“Agora que está de mulherzinha nova, ele quase não sai!”
A frase, sem querer entreouvida no balcão dos pastéis da feira de domingo, chamou minha atenção para o par de cavalheiros em animada conversa regada a refrigerantes e – claro! – pastéis, em pé no canto do balcão improvisado. Um dos indivíduos, de costas, ostentava um bom par de bermudas azuis e um par de bons sapatos, o que me permitiu julgá-lo um profissional liberal. O outro sujeito, o autor do comentário, de frente para mim, enfeitava a recém-enunciada frase com um sorriso de connaisseur, tipo, “você sabe bem do que eu estou falando!”
Disfarçando meu interesse tentei continuar ouvindo a conversa, mas a discrição do sujeito das bermudas azuis, que com voz bem mais baixa pegou a conversa daquele ponto em diante, me impediu de saber mais do amigo da dupla, o que estava de “mulherzinha nova”. Esperando meu próprio pastel – um de palmito quase pronto prá sair da fritura em mais alguns instantes – sem querer comecei a divagar sobre o poder e o impacto da “mulherzinha nova” na vida de um homem.

> Requisitos do exercício
No texto sobre a feira de domingo, de que recheio era o pastel que estava quase pronto para sair da fritura?

> Dados
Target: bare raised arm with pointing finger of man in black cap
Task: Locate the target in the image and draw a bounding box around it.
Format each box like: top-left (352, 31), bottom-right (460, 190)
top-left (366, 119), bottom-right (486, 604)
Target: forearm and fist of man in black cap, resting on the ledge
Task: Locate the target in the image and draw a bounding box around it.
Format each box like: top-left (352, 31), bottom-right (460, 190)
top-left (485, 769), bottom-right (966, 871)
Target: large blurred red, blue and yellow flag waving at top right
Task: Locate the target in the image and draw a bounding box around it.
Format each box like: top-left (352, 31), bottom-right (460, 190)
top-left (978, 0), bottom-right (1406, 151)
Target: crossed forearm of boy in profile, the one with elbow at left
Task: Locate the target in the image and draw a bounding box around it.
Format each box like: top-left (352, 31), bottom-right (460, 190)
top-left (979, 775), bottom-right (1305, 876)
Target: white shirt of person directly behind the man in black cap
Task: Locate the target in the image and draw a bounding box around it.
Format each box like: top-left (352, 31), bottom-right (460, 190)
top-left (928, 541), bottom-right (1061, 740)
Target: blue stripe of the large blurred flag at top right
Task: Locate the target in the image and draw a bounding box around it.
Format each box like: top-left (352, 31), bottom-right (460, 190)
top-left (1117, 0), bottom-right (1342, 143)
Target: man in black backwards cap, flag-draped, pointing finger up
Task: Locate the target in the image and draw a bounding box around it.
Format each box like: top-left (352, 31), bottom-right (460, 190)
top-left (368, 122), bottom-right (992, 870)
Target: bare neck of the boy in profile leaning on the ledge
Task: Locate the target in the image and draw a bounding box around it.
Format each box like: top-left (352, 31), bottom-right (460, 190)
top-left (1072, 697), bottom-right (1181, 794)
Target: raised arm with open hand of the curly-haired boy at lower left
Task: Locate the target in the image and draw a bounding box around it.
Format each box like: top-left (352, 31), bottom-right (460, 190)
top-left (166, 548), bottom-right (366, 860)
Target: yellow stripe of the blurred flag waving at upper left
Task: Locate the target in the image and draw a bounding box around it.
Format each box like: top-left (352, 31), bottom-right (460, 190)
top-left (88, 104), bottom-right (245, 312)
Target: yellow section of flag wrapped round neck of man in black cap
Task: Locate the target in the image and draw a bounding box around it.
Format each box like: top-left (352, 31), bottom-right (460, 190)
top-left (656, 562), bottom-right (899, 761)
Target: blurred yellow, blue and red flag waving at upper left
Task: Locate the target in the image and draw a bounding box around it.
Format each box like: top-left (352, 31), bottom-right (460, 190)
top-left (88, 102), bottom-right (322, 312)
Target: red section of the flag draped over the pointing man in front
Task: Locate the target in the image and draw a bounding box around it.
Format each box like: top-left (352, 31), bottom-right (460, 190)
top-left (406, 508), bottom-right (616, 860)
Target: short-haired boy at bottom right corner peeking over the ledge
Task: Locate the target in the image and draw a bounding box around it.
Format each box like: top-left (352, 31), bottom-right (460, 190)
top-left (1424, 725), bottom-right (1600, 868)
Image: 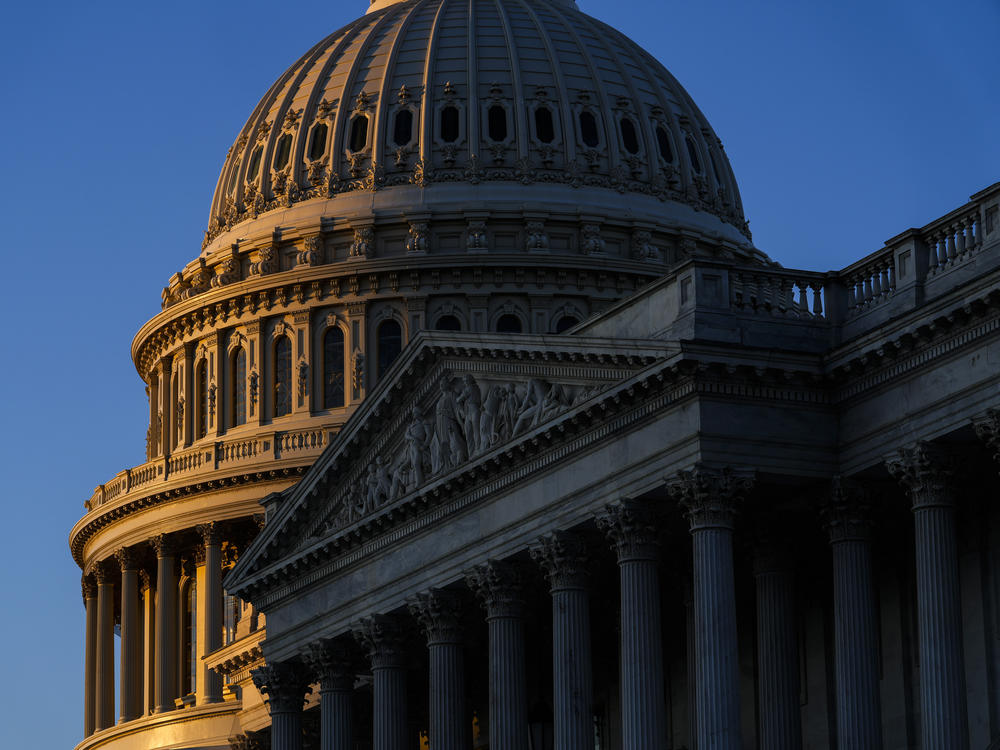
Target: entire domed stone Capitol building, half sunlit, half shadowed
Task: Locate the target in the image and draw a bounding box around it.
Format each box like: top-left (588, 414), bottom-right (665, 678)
top-left (70, 0), bottom-right (1000, 750)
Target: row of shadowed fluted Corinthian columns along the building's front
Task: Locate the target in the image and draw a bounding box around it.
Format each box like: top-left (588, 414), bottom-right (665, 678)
top-left (246, 444), bottom-right (980, 750)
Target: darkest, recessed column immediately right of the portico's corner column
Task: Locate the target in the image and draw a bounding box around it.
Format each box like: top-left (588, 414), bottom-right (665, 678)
top-left (753, 538), bottom-right (802, 750)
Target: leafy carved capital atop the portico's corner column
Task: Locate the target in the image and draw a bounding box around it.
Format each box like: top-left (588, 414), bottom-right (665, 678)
top-left (667, 463), bottom-right (755, 532)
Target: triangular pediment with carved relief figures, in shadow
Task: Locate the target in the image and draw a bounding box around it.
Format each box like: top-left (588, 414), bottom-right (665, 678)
top-left (227, 333), bottom-right (676, 600)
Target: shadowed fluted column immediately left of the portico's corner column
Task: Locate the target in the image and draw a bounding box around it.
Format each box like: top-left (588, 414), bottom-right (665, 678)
top-left (597, 500), bottom-right (667, 750)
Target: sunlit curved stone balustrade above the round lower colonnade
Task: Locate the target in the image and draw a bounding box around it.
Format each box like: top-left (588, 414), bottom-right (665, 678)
top-left (84, 425), bottom-right (338, 510)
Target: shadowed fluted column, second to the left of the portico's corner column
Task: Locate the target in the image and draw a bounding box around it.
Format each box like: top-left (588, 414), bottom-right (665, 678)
top-left (531, 532), bottom-right (594, 750)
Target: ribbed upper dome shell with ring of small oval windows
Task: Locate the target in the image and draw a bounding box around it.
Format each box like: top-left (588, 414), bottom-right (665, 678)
top-left (206, 0), bottom-right (749, 253)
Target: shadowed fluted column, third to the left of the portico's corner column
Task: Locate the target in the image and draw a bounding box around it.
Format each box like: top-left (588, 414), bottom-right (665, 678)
top-left (466, 561), bottom-right (528, 750)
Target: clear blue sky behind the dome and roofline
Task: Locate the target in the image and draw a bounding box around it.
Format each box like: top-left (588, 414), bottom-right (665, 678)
top-left (0, 0), bottom-right (1000, 748)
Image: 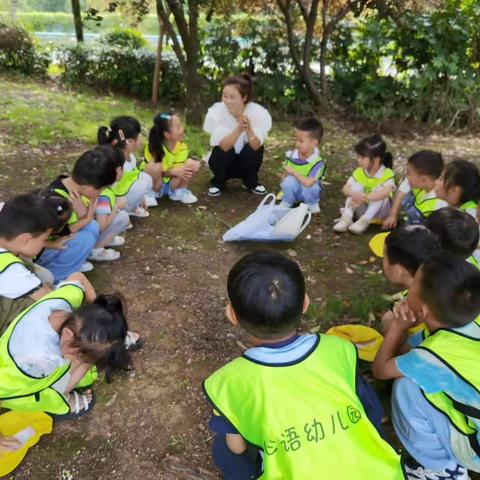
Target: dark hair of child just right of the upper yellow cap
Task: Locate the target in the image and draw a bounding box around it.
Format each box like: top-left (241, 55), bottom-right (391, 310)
top-left (385, 225), bottom-right (440, 276)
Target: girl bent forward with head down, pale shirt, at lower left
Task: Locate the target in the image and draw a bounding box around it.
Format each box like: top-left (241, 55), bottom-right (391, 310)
top-left (0, 280), bottom-right (130, 420)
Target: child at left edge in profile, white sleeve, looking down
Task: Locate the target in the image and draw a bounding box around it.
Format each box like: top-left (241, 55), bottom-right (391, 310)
top-left (0, 193), bottom-right (86, 335)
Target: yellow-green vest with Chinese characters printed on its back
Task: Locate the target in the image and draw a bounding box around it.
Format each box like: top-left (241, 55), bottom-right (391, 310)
top-left (203, 335), bottom-right (404, 480)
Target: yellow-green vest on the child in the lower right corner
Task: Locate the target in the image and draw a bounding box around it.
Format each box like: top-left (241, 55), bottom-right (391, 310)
top-left (417, 326), bottom-right (480, 456)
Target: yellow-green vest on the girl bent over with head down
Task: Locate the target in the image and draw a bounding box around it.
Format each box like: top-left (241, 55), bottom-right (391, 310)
top-left (0, 284), bottom-right (85, 415)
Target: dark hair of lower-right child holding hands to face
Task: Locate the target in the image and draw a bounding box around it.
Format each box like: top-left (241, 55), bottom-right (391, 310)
top-left (419, 251), bottom-right (480, 328)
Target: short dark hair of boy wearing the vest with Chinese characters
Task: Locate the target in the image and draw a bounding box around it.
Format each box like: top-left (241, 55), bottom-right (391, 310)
top-left (227, 251), bottom-right (305, 340)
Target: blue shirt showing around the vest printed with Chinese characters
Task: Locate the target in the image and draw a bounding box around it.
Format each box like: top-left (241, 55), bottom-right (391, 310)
top-left (209, 335), bottom-right (384, 437)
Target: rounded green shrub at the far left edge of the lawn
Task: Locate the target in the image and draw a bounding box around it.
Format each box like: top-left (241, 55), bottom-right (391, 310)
top-left (0, 20), bottom-right (50, 76)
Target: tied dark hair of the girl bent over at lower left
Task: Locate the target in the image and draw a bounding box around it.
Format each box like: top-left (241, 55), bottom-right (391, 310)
top-left (60, 295), bottom-right (131, 382)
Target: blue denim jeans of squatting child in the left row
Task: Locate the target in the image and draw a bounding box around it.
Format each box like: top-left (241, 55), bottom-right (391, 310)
top-left (36, 220), bottom-right (100, 283)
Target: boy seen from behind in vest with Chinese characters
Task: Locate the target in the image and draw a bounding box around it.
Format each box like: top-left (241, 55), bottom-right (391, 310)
top-left (203, 252), bottom-right (403, 480)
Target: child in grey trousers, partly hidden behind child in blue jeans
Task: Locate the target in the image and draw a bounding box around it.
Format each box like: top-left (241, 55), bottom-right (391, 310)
top-left (92, 145), bottom-right (130, 258)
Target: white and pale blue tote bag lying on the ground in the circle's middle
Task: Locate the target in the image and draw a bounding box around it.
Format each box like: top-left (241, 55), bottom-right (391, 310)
top-left (223, 193), bottom-right (312, 242)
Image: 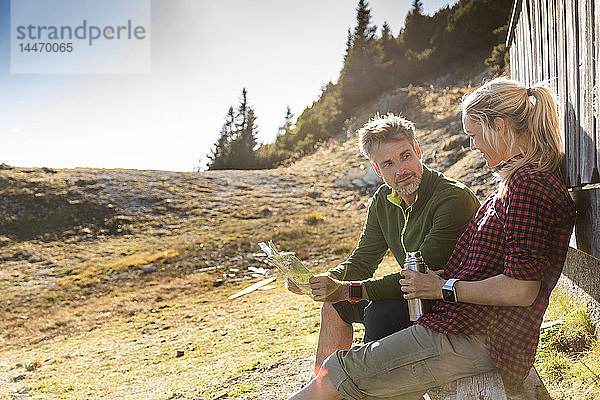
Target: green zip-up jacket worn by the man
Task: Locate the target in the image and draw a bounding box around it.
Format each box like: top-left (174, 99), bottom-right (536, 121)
top-left (330, 166), bottom-right (480, 300)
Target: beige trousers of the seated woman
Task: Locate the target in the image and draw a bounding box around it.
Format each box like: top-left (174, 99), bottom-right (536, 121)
top-left (322, 325), bottom-right (495, 400)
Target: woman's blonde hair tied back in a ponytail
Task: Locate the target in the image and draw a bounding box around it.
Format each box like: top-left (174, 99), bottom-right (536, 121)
top-left (462, 78), bottom-right (563, 181)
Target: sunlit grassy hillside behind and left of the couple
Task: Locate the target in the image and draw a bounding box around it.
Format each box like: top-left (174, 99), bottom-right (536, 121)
top-left (0, 85), bottom-right (494, 399)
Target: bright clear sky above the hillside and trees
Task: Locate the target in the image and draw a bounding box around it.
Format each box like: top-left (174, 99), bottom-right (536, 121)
top-left (0, 0), bottom-right (456, 171)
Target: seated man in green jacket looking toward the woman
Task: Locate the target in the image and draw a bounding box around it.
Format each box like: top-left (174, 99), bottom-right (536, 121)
top-left (288, 114), bottom-right (479, 375)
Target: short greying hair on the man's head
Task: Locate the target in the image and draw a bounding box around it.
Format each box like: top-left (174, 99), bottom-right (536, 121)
top-left (358, 113), bottom-right (416, 160)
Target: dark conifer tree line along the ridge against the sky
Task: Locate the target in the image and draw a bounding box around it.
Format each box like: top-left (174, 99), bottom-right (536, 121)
top-left (207, 0), bottom-right (513, 169)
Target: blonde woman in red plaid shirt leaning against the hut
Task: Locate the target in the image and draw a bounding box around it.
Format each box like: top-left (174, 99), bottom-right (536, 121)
top-left (291, 79), bottom-right (575, 400)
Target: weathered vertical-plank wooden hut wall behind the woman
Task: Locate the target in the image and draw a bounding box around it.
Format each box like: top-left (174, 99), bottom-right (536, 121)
top-left (508, 0), bottom-right (600, 258)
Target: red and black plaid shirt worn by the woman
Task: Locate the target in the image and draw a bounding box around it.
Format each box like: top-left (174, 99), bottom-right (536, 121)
top-left (417, 164), bottom-right (575, 384)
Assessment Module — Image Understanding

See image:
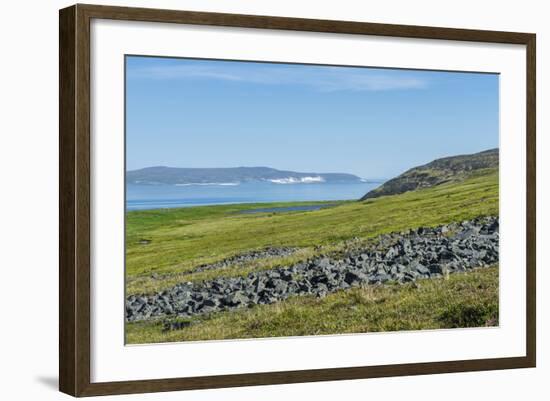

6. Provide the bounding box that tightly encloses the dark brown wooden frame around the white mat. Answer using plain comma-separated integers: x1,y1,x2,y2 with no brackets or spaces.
59,4,536,396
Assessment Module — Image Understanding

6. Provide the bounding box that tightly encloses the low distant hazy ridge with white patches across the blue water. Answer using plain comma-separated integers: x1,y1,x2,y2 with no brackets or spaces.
126,166,365,185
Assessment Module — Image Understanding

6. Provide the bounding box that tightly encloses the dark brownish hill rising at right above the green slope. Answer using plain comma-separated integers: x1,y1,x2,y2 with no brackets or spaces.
360,148,499,200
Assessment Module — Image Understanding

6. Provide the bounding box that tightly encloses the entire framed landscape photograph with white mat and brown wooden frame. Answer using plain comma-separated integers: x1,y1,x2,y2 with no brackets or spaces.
59,5,536,396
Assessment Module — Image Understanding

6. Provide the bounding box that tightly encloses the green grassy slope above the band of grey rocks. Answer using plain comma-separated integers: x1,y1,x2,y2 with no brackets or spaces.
126,170,498,294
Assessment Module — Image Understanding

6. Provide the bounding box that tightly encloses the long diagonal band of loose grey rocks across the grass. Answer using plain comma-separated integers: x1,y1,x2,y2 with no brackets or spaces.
126,217,499,321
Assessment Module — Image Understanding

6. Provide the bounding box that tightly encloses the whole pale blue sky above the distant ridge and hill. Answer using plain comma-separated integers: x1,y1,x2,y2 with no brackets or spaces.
126,56,499,178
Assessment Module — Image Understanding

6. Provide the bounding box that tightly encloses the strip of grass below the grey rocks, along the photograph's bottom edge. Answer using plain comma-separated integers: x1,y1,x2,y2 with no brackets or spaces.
126,266,498,344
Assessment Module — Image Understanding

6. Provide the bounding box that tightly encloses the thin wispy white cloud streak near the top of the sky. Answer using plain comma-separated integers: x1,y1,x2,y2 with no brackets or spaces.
129,62,427,92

> Resolução da tarefa
De palmito.